PROBLEM STATEMENT: For this exercise, return only the lines in the records below from the one holding "Target: small water droplet" through the one holding "Target: bus windshield", including both, exactly as they appear and without pictures.

(Point-per-instance localization data)
*****
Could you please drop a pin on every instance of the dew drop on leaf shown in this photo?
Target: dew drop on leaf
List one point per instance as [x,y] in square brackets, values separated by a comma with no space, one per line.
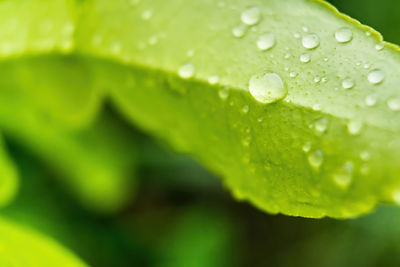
[354,126]
[316,159]
[239,31]
[343,35]
[371,100]
[394,104]
[310,41]
[344,175]
[305,58]
[348,83]
[267,88]
[376,76]
[266,41]
[251,16]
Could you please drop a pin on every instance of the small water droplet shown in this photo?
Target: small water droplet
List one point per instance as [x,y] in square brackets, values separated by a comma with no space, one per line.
[186,71]
[266,41]
[348,83]
[344,175]
[223,93]
[316,159]
[379,47]
[251,16]
[305,58]
[354,126]
[245,109]
[344,35]
[214,79]
[147,14]
[376,76]
[371,100]
[267,88]
[321,125]
[310,41]
[307,147]
[239,31]
[394,104]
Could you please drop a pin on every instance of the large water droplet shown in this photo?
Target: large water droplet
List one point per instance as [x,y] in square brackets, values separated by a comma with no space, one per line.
[186,71]
[376,76]
[344,35]
[354,126]
[267,88]
[310,41]
[321,125]
[316,158]
[344,175]
[266,41]
[239,31]
[251,16]
[394,104]
[305,58]
[348,83]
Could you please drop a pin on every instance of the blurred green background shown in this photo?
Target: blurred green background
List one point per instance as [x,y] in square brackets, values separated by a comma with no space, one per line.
[180,215]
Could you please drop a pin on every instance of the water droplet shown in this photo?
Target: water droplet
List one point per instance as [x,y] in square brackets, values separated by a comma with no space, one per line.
[147,14]
[245,109]
[316,159]
[251,16]
[266,41]
[321,125]
[310,41]
[214,79]
[348,83]
[354,126]
[186,71]
[239,31]
[344,35]
[379,47]
[371,100]
[305,58]
[267,88]
[223,93]
[376,76]
[344,175]
[307,147]
[394,104]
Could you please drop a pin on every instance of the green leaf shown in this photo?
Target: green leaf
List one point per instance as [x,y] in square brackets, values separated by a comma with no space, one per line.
[9,178]
[23,247]
[175,69]
[49,105]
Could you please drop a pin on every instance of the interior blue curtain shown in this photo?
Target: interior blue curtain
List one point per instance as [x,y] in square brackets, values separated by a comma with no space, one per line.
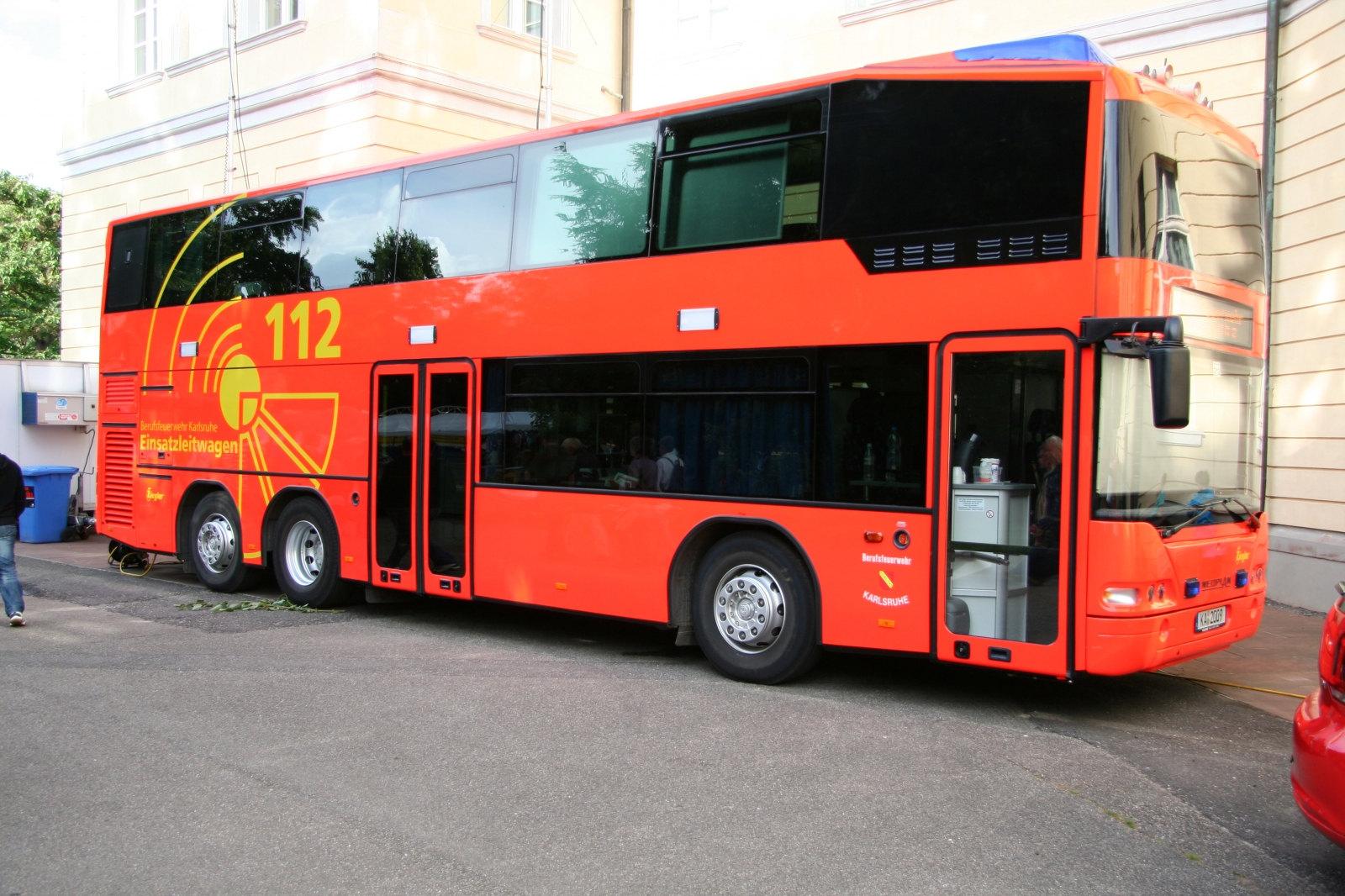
[743,445]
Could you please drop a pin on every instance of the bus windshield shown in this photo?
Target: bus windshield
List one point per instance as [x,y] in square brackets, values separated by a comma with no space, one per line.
[1207,472]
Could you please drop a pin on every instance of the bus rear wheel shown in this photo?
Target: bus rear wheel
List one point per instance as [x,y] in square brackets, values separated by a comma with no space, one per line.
[307,556]
[217,552]
[755,609]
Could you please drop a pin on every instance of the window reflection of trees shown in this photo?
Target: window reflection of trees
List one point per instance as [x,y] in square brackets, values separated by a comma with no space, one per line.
[609,208]
[412,257]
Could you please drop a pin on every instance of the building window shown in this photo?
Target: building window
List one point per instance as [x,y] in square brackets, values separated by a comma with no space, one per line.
[529,18]
[264,15]
[145,37]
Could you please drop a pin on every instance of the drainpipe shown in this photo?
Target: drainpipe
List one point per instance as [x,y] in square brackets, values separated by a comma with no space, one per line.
[1271,113]
[548,35]
[625,55]
[232,123]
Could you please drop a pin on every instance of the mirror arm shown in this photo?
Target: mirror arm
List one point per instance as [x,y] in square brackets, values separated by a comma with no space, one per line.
[1094,329]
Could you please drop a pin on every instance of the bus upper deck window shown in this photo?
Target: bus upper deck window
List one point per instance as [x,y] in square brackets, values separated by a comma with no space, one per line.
[584,197]
[746,177]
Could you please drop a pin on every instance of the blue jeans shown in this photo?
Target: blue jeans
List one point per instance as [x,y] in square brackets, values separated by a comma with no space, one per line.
[8,575]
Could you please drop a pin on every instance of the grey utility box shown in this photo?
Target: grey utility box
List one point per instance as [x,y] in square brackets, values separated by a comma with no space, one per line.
[993,584]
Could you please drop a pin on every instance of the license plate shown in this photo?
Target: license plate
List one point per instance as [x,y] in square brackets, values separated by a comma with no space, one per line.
[1210,619]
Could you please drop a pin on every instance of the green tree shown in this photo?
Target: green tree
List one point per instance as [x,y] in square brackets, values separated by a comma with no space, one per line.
[30,269]
[611,208]
[412,257]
*****
RESPONSE BOX:
Target: small water droplet
List one point per instance as [x,y] in square brackets, values separated by a comma with no space, one per line.
[186,71]
[266,41]
[348,83]
[344,175]
[223,93]
[316,159]
[379,47]
[251,16]
[305,58]
[354,126]
[245,109]
[344,35]
[214,79]
[147,14]
[376,76]
[371,100]
[267,88]
[321,125]
[310,41]
[307,147]
[239,31]
[394,104]
Could you please drop a pin on every instance of the large water droplet shown in this photo?
Target: large water droplet
List one point per instance as [x,y] in square brackets, values separated by a comma with no space, one per line.
[186,71]
[376,76]
[344,35]
[354,126]
[267,88]
[310,41]
[321,125]
[316,158]
[344,175]
[266,41]
[239,31]
[251,16]
[394,104]
[305,58]
[348,83]
Could you please drop a pin on every instance of the blurred green background shown in this photo?
Target: blurred green background
List one point per instance as [x,y] in square brackets, values separated by a comma with no space, one per line.
[180,215]
Could you please drop a pin on every instance of the water droplet shown in this photo?
Target: water droplet
List one point per instance as [x,y] in square brackets, values separated by a comma with no space, one per line.
[147,14]
[245,109]
[316,159]
[251,16]
[266,41]
[321,125]
[310,41]
[214,79]
[348,83]
[354,126]
[186,71]
[239,31]
[344,35]
[379,47]
[371,100]
[305,58]
[267,88]
[223,93]
[376,76]
[344,175]
[307,147]
[394,104]
Could you please drop a pin on every instance of the green leaf shown in this photo?
Target: green leaf
List one point per instance as [x,y] in square brackets, values separated by a comma with no space, one per line.
[9,178]
[23,247]
[175,69]
[49,105]
Could you please drop a pin on every instance of the interior blue curtain shown in this photo?
Target: interior blue curtain
List one point per instance as [x,y] in square brackets, values separated by a comma with no space, one per line.
[743,445]
Could you please drop a pin on every instance of the bus windshield shown in this photo?
Target: bus windshield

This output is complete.